__DOCUMENT__.
* * * * *

Control charts are used to monitor two types of process variation, common cause variation and special cause variation. The presence of an assignable variation is an indicator of an out-of-control situation, and is characterized by non-randomness in the data. A standard assumption of traditional control charts is that observations taken from the process are independently distributed, with a constant mean and variance. However, observations depart from the assumption of independence for many industrial processes because of the advanced measurement technology, shortened sampling interval, and the nature of the process. The existence of autocorrelation in observations causes problems: detecting ‘special causes’ that do not exist and not detecting ‘special causes’ that truly exist, implying a high probability of false positives and/or false negatives (Smeti et al. 2007a). Alwan & Roberts (1988) proposed a method to deal with data autocorrelation. The method consists of selecting and fitting an autoregressive integrated moving average (ARIMA) model to the process, and then applying a traditional control chart to the residuals. The reason for monitoring residuals instead of actual observations is that they are independent and identically distributed with mean zero when the process is controlled, and remain independent of possible differences in the mean when the process gets out of control (Russo et al. 2012). Some examples considering data autocorrelation are given by Stone & Taylor (1995), Reynolds & Lu (1997), Young & Winistorfer (2001), Bisgaard & Kulahci (2005), Mitsakos & Psarakis (2005), Smeti et al. (2005, 2006, 2007a), Elevli et al. (2009), Noskievicova (2009), Karaoglan & Bayhan (2011), Martin & Petr (2012), Tasdemir (2012), Kandananond (2014), and Perzyck & Rodziewicwz (2015).
Since quality parameters of drinking water need to be monitored to guarantee the final water quality, it is necessary to use the appropriate control chart based on the data structure. The objective of this study is to compare the results of the traditional control chart (individual control (IC) chart) and the chart of residuals from a fitted ARIMA model (special cause control (SCC) chart) when the independence assumption is not valid. The data under investigation are turbidity and pH, which are routinely monitored on a daily basis.

* * * * *

__SUPPLIED MATERIAL__.
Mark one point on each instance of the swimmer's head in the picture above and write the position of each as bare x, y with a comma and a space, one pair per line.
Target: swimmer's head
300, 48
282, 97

* * * * *

__WHAT TO DO__.
1 – Decide whether each statement below agrees with the text on control charts, answering yes or no and quoting the deciding words of that text. (a) Alwan & Roberts (1988) proposed fitting an ARIMA model and applying a traditional control chart to its residuals. (b) The turbidity and pH data are monitored on a weekly basis. (c) Traditional control charts assume that observations are autocorrelated.
2 – Write the next few sentences of the text on control charts for drinking water quality, picking up after its final sentence.

__SET OF ANSWERS__.
1 –
(a) Yes: "The method consists of selecting and fitting an autoregressive integrated moving average (ARIMA) model to the process, and then applying a traditional control chart to the residuals."
(b) No: "which are routinely monitored on a daily basis."
(c) No: "A standard assumption of traditional control charts is that observations taken from the process are independently distributed, with a constant mean and variance."

2 –
THEORETICAL BACKGROUND OF CONTROL CHARTS FOR AUTOCORRELATED DATA
SCC chart
Setting control limits correctly in control charts is one of the main requirements for statistical quality control to verify the statistical stability of the analyzed process. Autocorrelation is a measure of dependency between observations. Autocorrelated data are data that are ‘self-correlated’. If the quality characteristic that is under investigation exhibits various levels of autocorrelation, control charts that are based on the assumption of independence will give a higher false alarm rate. In other words, the main effect of autocorrelation in the process data on control charts is that it produces control limits that are much tighter than desired (Mitsakos & Psarakis 2005). Therefore, if significant autocorrelation in the process data is present, it is necessary to modify traditional methodology to account for this autocorrelation.
The autocorrelation function (ACF) and partial autocorrelation function (PACF) are used to detect whether autocorrelation is present in the data or not. ACF simply shows how correlation between pairs of values varies as a function of the lag or number of periods (k) between them. PACF measures correlation between observations that are k time periods apart after controlling for correlations at intervening lags. In order to visually assess the autocorrelation in a set of time-ordered data, ACF and PACF plots that show non-zero or significant autocorrelations are usually used.
There are two main approaches for constructing control charts for autocorrelated data. The first approach uses standard control charts, but adjusts the method of estimating the process variance so that the true process variance is being estimated. Therefore, in this chart, correlation is taken care of by placing the control limits according to the changed variability (Samanta & Bhattacherjee 2001).
The second approach that has proven useful in dealing with autocorrelated data is to directly model the correlative structure with an appropriate time series model then use that model to remove autocorrelation from the data, and apply control charts to the residuals (Montgomery 1997). This type of control chart is called an SCC chart.
The SCC chart plots the residuals that are obtained after fitting the process to an ARIMA model, rather than plotting the actual observations. All the traditional tools of process control are applicable to this kind of chart (Alwan & Roberts 1988). Since the mean of the residuals is zero, the centerline is zero. The standard deviation used in this case is the standard deviation of the residuals, σa. The limits of the chart are given by:
where L is a constant multiplier, and is usually assumed to be equal to 3 (Mitsakos & Psarakis 2005). Since the residuals will be independently and identically distributed random variables, all the assumptions of traditional control charts will be met.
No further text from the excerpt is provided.